## Selected passage
──────

Some are people who just plain fear science and change. They don't like microwaves, they don't trust cell-phones, they hate plastics and really, really are terrified of ornamental kale.
They're really into fear and what they don't understand. Since they don't understand large portions of life, they have no fear of a hell in the afterlife because it just can't get worse.
Another group worship at the altar of the Precautionary Principle. If it's not proven safe, it's dangerous. Note: Salt has not been proven safe. For grandfathered-in substances, traditional ones, they're tolerant. For innovations it must be proven not just safe beyond a reasonable doubt, but safe beyond all doubt. They like strict standards for approval, so most things that are currently in use would fail the test. When something they don't like passes all the tests, they doubt the methodology of the tests and call for research to improve the stringency of the tests.
Some anti-GMO folk are just anti-corporatist or anti-large-company. They're not opposed to people having large amounts of power; it's a trust issue, they want people like themselves (and only like themselves) to have power. These are the ones that have the strongest urge to appeal to authority.

──────

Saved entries
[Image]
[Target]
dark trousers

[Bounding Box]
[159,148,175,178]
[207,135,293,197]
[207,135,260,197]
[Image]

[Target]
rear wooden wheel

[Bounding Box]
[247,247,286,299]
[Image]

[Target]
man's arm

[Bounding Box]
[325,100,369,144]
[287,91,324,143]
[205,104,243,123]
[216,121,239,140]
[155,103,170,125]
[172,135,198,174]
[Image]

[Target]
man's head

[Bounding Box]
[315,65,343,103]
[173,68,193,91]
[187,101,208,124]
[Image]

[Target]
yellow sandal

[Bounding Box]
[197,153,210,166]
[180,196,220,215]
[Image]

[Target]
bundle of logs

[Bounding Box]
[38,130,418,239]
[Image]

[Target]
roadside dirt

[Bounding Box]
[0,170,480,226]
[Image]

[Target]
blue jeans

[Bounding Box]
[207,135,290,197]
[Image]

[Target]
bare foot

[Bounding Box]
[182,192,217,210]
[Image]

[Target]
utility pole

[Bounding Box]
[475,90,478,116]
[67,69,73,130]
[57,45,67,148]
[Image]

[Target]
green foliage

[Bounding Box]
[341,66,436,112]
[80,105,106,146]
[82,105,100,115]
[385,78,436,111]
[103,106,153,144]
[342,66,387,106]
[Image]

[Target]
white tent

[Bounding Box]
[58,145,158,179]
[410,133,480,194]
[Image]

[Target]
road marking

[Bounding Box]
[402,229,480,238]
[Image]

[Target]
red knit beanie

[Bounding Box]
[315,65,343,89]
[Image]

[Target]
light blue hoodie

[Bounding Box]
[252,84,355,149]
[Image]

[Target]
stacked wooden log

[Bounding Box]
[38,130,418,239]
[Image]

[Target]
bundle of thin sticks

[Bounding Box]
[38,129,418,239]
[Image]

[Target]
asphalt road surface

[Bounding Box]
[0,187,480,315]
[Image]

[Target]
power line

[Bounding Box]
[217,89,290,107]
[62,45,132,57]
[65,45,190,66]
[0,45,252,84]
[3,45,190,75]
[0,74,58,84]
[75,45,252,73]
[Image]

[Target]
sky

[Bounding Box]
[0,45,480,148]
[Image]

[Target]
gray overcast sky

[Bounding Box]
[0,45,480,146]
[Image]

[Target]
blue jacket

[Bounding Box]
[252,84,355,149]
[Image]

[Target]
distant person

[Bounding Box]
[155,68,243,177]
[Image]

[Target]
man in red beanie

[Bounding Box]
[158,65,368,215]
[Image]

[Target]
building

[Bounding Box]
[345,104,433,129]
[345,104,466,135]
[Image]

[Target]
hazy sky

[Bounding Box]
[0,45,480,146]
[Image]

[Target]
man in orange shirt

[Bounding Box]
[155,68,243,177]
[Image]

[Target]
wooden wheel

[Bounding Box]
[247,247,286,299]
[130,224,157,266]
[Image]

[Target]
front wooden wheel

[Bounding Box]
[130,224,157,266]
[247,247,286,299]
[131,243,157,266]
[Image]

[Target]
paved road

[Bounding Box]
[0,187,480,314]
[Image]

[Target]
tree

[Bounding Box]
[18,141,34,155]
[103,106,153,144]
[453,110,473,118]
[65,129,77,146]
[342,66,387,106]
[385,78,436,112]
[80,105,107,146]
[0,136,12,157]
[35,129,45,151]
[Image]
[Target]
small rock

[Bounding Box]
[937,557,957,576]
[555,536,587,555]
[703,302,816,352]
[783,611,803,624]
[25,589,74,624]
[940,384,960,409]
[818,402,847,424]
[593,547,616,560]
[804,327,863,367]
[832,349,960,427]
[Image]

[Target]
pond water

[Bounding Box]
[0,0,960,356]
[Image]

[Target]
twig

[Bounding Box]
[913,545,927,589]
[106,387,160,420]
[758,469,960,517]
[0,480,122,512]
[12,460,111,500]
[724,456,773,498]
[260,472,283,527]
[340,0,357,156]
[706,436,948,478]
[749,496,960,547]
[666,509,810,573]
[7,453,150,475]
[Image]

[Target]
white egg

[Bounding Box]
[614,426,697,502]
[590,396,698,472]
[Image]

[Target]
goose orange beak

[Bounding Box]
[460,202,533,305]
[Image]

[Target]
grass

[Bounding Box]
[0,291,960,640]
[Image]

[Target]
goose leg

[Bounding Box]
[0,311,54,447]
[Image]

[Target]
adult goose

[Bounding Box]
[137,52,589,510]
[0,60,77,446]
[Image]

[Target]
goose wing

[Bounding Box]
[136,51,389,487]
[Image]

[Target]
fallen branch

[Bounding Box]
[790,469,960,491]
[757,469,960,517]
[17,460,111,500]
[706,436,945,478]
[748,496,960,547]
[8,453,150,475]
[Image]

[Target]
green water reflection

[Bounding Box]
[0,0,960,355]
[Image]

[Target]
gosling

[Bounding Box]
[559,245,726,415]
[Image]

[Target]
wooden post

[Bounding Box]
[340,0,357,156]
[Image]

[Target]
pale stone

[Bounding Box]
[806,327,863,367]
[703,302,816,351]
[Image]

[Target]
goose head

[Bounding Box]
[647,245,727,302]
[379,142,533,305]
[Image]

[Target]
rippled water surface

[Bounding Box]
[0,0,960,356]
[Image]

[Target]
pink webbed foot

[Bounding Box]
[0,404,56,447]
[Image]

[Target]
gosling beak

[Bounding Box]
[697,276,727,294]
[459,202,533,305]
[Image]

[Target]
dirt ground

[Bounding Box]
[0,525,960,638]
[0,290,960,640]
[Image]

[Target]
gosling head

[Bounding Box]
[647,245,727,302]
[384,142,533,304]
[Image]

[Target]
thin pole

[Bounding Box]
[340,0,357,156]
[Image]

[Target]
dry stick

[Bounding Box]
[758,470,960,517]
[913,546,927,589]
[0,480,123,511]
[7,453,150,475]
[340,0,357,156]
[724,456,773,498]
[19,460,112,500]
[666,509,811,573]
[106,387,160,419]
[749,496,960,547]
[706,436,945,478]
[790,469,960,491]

──────

## Problem set
[A] Retype the passage about GMO opponents, beginning at the words "Some anti-GMO folk" and stopping after "appeal to authority.".
[B] Please extend the passage about GMO opponents, picking up right after its last sentence.

## Expected results
[A]
Some anti-GMO folk are just anti-corporatist or anti-large-company. They're not opposed to people having large amounts of power; it's a trust issue, they want people like themselves (and only like themselves) to have power. These are the ones that have the strongest urge to appeal to authority.

[B]
Politicians can be in any group. Often they're in the fourth group--they have power and like to wield it. If they one out of things to control, then all the power's with the bureaucrats because all the "good" laws are written. They play off the economic fears or desire for empowerment of the first, the incompetence of the second, find the precautionary principle to be fertile grounds for breeding and developing new laws and entire new genera of laws, and delight when they are the people that others find to be like "themselves" and want to give power to.
It's had a hard go in America, where we tended to be individualistic, had a traditionally large group that looked to science and engineering for progress and found the precautionary principle to be a hindrance to a lot of things, and esp. dislike giving away too much of what they (apparently foolishly) deemed their own power to others.